Dataset items:
------------
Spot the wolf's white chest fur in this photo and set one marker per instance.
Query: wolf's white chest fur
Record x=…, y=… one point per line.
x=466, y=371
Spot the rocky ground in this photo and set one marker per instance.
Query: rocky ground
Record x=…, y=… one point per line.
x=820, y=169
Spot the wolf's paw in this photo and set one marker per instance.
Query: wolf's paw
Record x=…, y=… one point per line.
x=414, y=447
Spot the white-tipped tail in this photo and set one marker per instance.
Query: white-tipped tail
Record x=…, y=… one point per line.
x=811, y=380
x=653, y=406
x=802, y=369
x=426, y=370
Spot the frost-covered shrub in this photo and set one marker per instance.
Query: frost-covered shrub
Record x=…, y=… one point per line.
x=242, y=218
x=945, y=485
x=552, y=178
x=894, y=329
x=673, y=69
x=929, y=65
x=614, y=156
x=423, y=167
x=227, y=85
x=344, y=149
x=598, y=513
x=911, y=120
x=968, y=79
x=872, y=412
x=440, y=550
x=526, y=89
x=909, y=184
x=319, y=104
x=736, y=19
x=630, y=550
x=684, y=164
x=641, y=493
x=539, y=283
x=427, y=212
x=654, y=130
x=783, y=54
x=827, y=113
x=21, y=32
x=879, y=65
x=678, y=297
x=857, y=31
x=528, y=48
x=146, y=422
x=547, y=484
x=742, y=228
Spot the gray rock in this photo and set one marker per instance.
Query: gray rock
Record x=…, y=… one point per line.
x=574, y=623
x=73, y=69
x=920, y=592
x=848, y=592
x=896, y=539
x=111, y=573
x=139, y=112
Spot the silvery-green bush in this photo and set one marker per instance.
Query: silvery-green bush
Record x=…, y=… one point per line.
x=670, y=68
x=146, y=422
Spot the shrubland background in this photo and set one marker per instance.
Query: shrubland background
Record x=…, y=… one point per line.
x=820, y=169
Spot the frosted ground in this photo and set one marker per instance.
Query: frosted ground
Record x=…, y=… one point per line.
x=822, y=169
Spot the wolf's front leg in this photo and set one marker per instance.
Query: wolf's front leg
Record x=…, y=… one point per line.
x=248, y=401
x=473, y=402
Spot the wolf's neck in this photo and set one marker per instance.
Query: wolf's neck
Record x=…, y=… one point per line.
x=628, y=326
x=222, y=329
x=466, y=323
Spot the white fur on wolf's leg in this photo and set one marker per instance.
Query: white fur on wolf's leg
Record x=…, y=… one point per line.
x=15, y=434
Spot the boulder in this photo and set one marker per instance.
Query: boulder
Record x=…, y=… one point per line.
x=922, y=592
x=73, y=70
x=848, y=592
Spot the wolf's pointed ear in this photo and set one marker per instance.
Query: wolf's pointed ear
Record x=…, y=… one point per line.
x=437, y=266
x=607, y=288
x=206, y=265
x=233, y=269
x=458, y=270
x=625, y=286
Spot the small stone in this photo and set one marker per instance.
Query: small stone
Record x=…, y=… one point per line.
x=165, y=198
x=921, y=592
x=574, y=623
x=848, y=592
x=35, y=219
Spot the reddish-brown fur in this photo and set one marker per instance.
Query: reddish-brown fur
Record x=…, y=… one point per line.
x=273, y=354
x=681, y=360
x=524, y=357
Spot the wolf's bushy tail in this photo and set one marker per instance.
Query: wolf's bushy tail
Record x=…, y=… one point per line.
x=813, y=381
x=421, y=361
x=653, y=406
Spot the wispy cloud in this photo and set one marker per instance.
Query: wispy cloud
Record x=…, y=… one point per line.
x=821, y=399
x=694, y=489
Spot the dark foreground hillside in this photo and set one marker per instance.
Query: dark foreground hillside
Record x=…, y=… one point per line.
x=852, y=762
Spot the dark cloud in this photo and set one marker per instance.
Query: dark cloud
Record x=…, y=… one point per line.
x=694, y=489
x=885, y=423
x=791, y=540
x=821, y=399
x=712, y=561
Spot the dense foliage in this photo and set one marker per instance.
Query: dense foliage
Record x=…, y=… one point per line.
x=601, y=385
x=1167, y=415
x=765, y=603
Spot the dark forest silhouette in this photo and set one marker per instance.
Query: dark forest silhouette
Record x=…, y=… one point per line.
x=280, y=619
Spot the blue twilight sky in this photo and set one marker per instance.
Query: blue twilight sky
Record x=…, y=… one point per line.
------------
Problem description: Rewrite the lines from the one containing "Spot the blue" through the end of the listing, swapping "twilight" for "dusk" and keeping everything else the same.

Correct result:
Spot the blue dusk sky in this photo and set one marker per instance.
Query: blue dusk sky
Record x=…, y=… one point per line.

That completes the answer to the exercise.